*WORK REQUEST*:
The response must reproduce every record below without alteration.

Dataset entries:
***
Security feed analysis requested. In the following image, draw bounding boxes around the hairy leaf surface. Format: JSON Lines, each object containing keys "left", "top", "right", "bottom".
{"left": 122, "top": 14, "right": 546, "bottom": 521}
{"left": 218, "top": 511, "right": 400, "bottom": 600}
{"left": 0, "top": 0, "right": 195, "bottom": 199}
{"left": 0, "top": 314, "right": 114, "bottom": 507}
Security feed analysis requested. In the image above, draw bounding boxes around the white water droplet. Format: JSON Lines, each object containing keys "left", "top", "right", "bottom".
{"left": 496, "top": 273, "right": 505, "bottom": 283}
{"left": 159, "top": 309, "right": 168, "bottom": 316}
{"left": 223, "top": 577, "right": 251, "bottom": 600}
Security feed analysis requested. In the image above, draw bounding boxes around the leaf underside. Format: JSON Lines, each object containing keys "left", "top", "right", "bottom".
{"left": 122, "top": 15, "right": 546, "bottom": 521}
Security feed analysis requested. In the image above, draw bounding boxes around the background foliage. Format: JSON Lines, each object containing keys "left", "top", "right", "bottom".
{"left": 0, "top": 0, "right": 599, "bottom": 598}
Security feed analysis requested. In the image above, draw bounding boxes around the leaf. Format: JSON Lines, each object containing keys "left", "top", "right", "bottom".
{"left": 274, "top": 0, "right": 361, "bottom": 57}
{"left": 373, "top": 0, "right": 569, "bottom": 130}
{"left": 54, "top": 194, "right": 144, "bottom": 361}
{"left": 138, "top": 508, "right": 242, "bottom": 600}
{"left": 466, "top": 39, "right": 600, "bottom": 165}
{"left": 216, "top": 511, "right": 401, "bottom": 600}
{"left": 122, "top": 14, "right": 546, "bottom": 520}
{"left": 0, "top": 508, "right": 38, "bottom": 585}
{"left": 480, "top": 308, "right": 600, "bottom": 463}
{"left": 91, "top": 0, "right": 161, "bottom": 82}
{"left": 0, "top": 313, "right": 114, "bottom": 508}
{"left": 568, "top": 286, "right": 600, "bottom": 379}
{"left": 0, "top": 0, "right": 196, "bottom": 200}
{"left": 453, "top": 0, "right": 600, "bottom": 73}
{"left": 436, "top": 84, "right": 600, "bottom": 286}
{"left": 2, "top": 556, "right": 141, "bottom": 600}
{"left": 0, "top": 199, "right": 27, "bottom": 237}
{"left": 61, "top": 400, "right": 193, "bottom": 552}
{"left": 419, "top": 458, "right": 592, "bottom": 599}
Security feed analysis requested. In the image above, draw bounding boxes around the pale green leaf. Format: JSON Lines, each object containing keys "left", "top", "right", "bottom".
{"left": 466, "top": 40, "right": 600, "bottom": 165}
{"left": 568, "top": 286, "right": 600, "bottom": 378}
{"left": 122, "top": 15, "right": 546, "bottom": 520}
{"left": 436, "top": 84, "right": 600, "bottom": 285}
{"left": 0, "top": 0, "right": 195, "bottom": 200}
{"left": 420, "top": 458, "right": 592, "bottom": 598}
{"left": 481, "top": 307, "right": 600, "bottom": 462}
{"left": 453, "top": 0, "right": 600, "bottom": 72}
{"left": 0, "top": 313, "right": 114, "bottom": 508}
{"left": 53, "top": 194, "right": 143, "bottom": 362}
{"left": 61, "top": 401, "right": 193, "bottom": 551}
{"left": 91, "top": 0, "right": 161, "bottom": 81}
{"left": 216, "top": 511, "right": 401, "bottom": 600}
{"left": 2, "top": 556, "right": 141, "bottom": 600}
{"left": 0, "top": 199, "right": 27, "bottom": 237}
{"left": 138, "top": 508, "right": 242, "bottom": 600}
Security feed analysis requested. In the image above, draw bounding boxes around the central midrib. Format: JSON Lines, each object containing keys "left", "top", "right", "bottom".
***
*RESULT BELOW*:
Security feed analysis requested. In the following image, draw bounding boxes around the hairy leaf surface. Format: JSON Lines, each object containing keys "left", "top", "right", "bottom".
{"left": 122, "top": 14, "right": 546, "bottom": 521}
{"left": 218, "top": 511, "right": 400, "bottom": 600}
{"left": 0, "top": 0, "right": 195, "bottom": 199}
{"left": 0, "top": 314, "right": 114, "bottom": 507}
Security feed analysis requested. In the image above, draw bounding boxes around the white water droplet. Format: JSON Lines, each object containing keys "left", "top", "right", "bottom".
{"left": 496, "top": 273, "right": 505, "bottom": 283}
{"left": 159, "top": 309, "right": 168, "bottom": 316}
{"left": 223, "top": 577, "right": 251, "bottom": 600}
Security feed analysis requested. In the image above, draw bounding boxes around the leaf underside. Format: JSON Lines, each object containing keys "left", "top", "right", "bottom".
{"left": 122, "top": 15, "right": 546, "bottom": 521}
Security feed analysis requested. In the image above, draw bounding boxes around the background foliage. Format: JSON Lines, each object containing keys "left", "top", "right", "bottom".
{"left": 0, "top": 0, "right": 599, "bottom": 598}
Security feed analysis requested. In the image above, draw bounding boxes around the leaf. Format: JSON Lines, each object containing keys "left", "top", "right", "bottom".
{"left": 274, "top": 0, "right": 361, "bottom": 57}
{"left": 373, "top": 0, "right": 569, "bottom": 130}
{"left": 54, "top": 194, "right": 144, "bottom": 361}
{"left": 138, "top": 508, "right": 242, "bottom": 600}
{"left": 466, "top": 39, "right": 600, "bottom": 165}
{"left": 216, "top": 511, "right": 401, "bottom": 600}
{"left": 122, "top": 14, "right": 546, "bottom": 520}
{"left": 0, "top": 508, "right": 38, "bottom": 585}
{"left": 480, "top": 308, "right": 600, "bottom": 463}
{"left": 91, "top": 0, "right": 161, "bottom": 82}
{"left": 0, "top": 313, "right": 114, "bottom": 508}
{"left": 568, "top": 286, "right": 600, "bottom": 379}
{"left": 0, "top": 0, "right": 196, "bottom": 200}
{"left": 453, "top": 0, "right": 600, "bottom": 73}
{"left": 436, "top": 84, "right": 600, "bottom": 286}
{"left": 2, "top": 556, "right": 141, "bottom": 600}
{"left": 0, "top": 199, "right": 27, "bottom": 237}
{"left": 61, "top": 400, "right": 193, "bottom": 552}
{"left": 419, "top": 458, "right": 592, "bottom": 599}
Security feed analysis requested. In the image above, draw bounding boxes around the pale green leaf. Format: JSON Lines, each object containing keys "left", "top", "right", "bottom".
{"left": 466, "top": 40, "right": 600, "bottom": 165}
{"left": 568, "top": 286, "right": 600, "bottom": 378}
{"left": 122, "top": 15, "right": 546, "bottom": 520}
{"left": 436, "top": 84, "right": 600, "bottom": 285}
{"left": 0, "top": 0, "right": 195, "bottom": 200}
{"left": 420, "top": 458, "right": 592, "bottom": 598}
{"left": 481, "top": 307, "right": 600, "bottom": 462}
{"left": 453, "top": 0, "right": 600, "bottom": 72}
{"left": 0, "top": 313, "right": 114, "bottom": 508}
{"left": 53, "top": 194, "right": 143, "bottom": 362}
{"left": 61, "top": 401, "right": 193, "bottom": 551}
{"left": 91, "top": 0, "right": 161, "bottom": 81}
{"left": 216, "top": 511, "right": 401, "bottom": 600}
{"left": 2, "top": 556, "right": 141, "bottom": 600}
{"left": 0, "top": 199, "right": 27, "bottom": 237}
{"left": 138, "top": 508, "right": 242, "bottom": 600}
Security feed analysis requested. In the image above, draw bounding boxes around the central midrib. Format: JSON Lines, each object containing keys "left", "top", "right", "bottom".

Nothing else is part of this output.